◆ **DOCUMENTO**:
EL CONDE DE MONTECRISTO



28 de marzo del 2014
DIARIO

Ayer celebramos el cumpleaños de Marigel en un restaurante desde el que contemplamos en altura un pueblecito de casas blancas, un pueblo que de tan inclinado y reluciente me pareció a punto de resbalar por la ladera de la montaña camino del mar. El pueblo se llama Ojen y en el restaurante que digo se come muy bien porque mi amiga Floren sabe cocinar a la perfección todo lo que se proponga, sobre todo el “pollo tajín”, al que añade unas papas fritas, tal como yo le sugerí, rompiendo por las buenas la ortodoxia mora/moruna de la morería. También resultó muy fino y saludable el aguardiente blanco de Cortegana, algo farruco al principio del trago, para luego dejar en calma la cosa estomacal y así todo por dentro se vuelve como más limpio, brillante y esplendoroso. O sea, puramente académico. Claro que el primer vaso, como digo, atempera, pero el segundo nubla los conceptos y adiós a la sensatez, adiós al señorío y, en consecuencia, sean bienvenidas las metafísicas y las vueltas del tiovivo.
Una vez en casa sigo escribiendo acerca de la afición taurina de Hemingway. Digo yo que por ver si encuentro el filón y saco adelante a la familia, aunque sea a costa del pobre señor, un tipo que no me ha hecho nada y, si bien fue un mal escritor, según dejó dicho Borges, también lo soy yo y tampoco es motivo como para cebarse con nada ni con nadie. Claro que el muy cabronazo, me refiero a Hemingway, no sabía un carajo de toros y se puso a pontificar sobre la materia como si fuera el mismísimo don José María de Cossío, que según el maestro Umbral perdía aceite por los ojales del abrigo, lo mismo que el americano, como creo que ya hemos dicho.

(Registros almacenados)
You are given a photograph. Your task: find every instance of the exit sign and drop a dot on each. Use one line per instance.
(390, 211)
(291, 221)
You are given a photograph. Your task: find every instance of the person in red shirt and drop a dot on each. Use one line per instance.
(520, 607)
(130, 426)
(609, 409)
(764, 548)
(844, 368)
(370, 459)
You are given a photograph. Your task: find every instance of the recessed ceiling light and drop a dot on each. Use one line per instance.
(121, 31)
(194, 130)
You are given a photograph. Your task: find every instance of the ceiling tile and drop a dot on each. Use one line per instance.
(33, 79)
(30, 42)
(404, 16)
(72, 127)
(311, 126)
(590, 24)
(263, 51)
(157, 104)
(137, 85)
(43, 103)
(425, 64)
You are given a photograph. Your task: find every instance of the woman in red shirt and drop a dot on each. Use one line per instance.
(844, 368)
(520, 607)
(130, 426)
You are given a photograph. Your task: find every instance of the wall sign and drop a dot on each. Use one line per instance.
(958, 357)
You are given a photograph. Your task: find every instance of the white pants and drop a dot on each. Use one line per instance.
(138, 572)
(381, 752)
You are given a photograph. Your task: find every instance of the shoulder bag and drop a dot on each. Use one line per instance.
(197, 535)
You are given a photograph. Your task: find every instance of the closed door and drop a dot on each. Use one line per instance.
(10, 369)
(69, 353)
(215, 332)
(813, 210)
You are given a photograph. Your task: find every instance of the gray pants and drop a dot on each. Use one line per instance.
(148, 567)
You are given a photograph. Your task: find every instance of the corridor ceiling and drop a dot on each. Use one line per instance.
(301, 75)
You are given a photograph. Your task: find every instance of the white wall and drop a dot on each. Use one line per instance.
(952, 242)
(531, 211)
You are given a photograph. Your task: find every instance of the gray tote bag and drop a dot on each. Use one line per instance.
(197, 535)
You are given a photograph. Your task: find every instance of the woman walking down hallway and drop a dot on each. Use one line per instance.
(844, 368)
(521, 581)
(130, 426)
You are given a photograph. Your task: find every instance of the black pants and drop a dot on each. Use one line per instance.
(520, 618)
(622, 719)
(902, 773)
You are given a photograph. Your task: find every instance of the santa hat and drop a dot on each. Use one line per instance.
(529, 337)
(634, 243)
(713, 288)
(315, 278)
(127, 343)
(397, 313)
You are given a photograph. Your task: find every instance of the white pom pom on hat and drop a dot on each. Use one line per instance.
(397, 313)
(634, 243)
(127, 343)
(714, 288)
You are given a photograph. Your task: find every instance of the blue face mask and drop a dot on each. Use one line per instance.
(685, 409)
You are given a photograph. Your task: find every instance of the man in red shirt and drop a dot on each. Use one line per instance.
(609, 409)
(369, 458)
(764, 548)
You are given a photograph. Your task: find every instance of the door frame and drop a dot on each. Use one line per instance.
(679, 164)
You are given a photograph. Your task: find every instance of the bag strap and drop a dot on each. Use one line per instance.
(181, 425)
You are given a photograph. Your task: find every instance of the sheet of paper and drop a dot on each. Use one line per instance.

◆ **LO QUE SE PIDE**:
1. Enumera todas las personas que el diario menciona por su nombre.
2. Copia el fragmento del diario entre "Una vez en casa" y "ya hemos dicho.", ambos incluidos, sustituyendo "mal escritor" por "pésimo escritor".
Los registros son material aparte, sin relación con el diario.

◆ **RESULTADOS POR TAREA**:
1. Marigel, Floren, Hemingway, Borges, José María de Cossío, Umbral

2.
Una vez en casa sigo escribiendo acerca de la afición taurina de Hemingway. Digo yo que por ver si encuentro el filón y saco adelante a la familia, aunque sea a costa del pobre señor, un tipo que no me ha hecho nada y, si bien fue un pésimo escritor, según dejó dicho Borges, también lo soy yo y tampoco es motivo como para cebarse con nada ni con nadie. Claro que el muy cabronazo, me refiero a Hemingway, no sabía un carajo de toros y se puso a pontificar sobre la materia como si fuera el mismísimo don José María de Cossío, que según el maestro Umbral perdía aceite por los ojales del abrigo, lo mismo que el americano, como creo que ya hemos dicho.